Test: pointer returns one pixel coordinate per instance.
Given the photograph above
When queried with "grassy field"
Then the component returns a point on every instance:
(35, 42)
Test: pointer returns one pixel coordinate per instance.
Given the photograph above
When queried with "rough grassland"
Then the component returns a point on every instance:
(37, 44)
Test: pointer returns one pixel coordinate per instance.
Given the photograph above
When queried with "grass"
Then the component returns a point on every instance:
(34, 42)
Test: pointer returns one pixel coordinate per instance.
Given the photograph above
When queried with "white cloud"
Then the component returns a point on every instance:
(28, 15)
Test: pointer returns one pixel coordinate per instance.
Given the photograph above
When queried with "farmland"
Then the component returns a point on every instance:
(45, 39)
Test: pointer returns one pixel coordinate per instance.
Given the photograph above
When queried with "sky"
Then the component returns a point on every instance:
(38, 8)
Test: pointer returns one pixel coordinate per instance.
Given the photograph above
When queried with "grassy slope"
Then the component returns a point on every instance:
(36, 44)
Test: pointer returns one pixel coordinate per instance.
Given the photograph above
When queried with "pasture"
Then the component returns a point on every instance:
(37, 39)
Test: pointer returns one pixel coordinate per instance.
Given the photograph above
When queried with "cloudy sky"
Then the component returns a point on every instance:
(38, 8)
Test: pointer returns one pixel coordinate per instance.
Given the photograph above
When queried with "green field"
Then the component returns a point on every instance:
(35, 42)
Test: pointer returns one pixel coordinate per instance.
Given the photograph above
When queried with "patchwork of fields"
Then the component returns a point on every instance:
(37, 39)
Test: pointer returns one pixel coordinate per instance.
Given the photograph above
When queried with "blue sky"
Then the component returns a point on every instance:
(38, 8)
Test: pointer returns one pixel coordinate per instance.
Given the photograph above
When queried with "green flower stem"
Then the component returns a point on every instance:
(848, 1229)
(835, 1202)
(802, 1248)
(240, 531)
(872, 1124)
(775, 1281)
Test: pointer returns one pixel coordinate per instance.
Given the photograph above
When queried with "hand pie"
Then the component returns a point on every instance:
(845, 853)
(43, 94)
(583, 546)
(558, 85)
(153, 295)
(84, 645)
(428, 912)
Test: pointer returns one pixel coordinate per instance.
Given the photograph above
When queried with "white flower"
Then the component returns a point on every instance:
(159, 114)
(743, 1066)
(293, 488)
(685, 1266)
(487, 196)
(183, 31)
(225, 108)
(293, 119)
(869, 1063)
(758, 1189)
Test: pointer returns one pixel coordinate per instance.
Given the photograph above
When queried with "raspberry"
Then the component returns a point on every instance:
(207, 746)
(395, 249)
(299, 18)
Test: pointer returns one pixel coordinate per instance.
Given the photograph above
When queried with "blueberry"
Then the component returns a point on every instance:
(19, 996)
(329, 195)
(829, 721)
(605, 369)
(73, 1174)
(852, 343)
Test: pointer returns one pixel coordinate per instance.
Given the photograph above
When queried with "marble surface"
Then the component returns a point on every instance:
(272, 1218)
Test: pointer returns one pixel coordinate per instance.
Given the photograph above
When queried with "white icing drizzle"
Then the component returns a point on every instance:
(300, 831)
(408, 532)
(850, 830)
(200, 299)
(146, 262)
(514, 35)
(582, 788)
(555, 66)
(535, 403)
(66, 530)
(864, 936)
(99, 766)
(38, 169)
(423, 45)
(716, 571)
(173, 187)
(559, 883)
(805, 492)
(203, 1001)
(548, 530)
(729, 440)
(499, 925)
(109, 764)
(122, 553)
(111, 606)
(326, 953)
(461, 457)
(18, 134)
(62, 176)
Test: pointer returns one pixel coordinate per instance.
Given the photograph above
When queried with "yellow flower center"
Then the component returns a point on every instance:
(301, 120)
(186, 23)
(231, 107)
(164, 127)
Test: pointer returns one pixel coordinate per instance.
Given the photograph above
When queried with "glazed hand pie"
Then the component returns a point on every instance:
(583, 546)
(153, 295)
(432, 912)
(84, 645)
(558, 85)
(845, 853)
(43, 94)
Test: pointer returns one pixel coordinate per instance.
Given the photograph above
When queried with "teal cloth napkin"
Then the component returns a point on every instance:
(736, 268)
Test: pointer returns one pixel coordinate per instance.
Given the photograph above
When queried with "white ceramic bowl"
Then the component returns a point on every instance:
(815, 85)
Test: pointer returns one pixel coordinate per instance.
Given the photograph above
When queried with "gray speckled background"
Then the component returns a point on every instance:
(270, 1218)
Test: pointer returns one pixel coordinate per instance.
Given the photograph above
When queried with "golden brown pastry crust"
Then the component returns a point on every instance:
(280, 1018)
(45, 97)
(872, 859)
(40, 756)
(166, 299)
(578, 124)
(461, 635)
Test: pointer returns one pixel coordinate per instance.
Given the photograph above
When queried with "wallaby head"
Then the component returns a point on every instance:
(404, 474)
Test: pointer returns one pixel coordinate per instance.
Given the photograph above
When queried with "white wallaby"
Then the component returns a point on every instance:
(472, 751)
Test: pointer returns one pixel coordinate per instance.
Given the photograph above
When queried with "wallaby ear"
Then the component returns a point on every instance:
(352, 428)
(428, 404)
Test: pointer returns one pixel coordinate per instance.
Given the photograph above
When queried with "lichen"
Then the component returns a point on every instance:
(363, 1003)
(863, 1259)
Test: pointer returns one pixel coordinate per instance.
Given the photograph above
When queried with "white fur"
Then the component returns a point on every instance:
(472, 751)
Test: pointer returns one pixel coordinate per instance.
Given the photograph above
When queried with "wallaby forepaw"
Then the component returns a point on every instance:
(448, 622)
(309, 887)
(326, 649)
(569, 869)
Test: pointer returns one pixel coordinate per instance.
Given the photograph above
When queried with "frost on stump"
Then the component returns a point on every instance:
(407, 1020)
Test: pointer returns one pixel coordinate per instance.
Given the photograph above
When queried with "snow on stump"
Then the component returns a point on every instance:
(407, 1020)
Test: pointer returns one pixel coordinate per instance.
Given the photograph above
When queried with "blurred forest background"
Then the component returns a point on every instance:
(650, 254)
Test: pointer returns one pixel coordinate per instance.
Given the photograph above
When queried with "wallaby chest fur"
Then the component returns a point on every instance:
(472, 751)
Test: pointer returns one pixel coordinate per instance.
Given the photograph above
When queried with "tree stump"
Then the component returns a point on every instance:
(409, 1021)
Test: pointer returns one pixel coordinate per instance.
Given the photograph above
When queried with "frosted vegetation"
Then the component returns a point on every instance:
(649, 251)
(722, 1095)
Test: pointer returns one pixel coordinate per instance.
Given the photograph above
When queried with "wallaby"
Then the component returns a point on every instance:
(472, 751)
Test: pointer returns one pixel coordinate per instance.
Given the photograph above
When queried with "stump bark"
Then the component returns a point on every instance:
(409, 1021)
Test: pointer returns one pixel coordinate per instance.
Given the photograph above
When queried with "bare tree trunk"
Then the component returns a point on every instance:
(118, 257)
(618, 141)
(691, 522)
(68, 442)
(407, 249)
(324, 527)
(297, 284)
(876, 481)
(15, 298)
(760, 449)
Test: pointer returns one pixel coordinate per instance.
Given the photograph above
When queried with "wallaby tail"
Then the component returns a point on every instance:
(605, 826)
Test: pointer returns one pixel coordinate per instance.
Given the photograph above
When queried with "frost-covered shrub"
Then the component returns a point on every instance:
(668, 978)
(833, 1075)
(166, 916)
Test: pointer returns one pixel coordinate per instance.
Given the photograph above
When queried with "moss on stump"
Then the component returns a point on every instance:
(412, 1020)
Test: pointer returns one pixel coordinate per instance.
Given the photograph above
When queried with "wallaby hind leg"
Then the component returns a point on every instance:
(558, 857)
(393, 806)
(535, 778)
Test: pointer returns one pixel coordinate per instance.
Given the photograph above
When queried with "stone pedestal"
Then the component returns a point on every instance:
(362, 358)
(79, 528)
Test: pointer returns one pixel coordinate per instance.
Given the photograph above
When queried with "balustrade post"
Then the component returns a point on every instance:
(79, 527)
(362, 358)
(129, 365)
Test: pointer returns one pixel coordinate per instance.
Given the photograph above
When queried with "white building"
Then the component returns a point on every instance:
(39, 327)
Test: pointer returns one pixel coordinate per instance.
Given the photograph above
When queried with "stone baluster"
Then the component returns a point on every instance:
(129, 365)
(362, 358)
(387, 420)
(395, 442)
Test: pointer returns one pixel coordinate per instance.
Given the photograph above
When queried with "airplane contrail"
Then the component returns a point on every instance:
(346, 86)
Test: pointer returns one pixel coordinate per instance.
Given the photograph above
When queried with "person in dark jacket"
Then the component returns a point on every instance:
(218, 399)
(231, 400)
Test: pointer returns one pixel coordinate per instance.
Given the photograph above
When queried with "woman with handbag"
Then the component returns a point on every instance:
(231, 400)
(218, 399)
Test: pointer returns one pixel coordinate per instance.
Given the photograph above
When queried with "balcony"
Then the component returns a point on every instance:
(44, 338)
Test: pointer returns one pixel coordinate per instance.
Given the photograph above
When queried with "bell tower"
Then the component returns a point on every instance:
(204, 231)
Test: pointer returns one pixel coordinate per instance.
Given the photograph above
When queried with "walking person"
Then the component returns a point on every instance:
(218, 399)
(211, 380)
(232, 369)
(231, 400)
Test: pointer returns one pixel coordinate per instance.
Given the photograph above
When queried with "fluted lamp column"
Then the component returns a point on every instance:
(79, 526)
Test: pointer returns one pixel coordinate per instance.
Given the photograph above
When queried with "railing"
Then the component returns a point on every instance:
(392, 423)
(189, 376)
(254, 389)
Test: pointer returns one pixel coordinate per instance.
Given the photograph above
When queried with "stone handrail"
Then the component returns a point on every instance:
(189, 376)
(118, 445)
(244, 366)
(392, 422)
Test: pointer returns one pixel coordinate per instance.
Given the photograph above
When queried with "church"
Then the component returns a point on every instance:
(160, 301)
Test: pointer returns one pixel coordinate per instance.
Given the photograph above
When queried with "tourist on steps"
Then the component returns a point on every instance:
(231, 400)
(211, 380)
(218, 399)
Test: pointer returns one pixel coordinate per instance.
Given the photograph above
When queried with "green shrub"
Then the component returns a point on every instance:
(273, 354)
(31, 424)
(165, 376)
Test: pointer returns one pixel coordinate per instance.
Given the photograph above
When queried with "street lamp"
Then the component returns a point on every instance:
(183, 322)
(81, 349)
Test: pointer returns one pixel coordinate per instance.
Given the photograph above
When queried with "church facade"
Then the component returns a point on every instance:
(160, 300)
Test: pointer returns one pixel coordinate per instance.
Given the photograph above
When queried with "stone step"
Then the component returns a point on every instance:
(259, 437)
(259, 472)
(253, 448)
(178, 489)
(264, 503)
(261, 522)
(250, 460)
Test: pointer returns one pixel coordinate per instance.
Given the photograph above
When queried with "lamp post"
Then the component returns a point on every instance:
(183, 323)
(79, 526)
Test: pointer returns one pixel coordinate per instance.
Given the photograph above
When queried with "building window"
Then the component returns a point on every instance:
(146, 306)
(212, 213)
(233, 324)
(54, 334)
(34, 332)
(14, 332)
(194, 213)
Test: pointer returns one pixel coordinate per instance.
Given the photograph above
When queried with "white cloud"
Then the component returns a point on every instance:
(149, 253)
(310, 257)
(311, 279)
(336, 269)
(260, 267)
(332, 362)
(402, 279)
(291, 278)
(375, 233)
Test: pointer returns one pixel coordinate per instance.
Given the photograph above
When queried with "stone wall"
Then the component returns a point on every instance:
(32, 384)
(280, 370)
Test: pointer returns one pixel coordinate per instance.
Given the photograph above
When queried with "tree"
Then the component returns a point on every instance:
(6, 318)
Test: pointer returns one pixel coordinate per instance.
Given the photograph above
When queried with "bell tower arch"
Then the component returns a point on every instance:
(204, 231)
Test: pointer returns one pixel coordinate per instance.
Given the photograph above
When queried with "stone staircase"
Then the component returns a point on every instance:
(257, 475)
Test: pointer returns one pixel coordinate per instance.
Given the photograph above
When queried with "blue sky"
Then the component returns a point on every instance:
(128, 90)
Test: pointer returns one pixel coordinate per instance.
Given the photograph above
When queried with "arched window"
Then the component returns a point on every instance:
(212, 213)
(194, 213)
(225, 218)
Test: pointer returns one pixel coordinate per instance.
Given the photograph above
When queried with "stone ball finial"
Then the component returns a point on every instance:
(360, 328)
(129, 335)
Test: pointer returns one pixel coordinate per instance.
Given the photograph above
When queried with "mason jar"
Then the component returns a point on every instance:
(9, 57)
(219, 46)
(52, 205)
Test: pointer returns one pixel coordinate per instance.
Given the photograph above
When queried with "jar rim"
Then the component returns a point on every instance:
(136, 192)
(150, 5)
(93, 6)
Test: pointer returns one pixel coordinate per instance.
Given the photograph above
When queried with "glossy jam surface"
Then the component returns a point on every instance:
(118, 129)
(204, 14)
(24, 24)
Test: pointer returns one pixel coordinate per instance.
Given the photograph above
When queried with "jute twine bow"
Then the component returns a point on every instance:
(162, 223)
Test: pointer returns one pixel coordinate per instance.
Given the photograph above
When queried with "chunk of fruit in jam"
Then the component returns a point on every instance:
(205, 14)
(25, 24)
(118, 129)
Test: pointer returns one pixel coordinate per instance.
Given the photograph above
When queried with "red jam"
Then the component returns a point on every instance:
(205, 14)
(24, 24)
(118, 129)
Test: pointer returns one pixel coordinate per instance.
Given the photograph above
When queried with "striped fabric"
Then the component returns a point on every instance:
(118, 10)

§ Directions for this task: Please pick out and copy each line of the data above that contains the string "church". Case counts.

§ Reply:
When queried with "church"
When queried with "church facade"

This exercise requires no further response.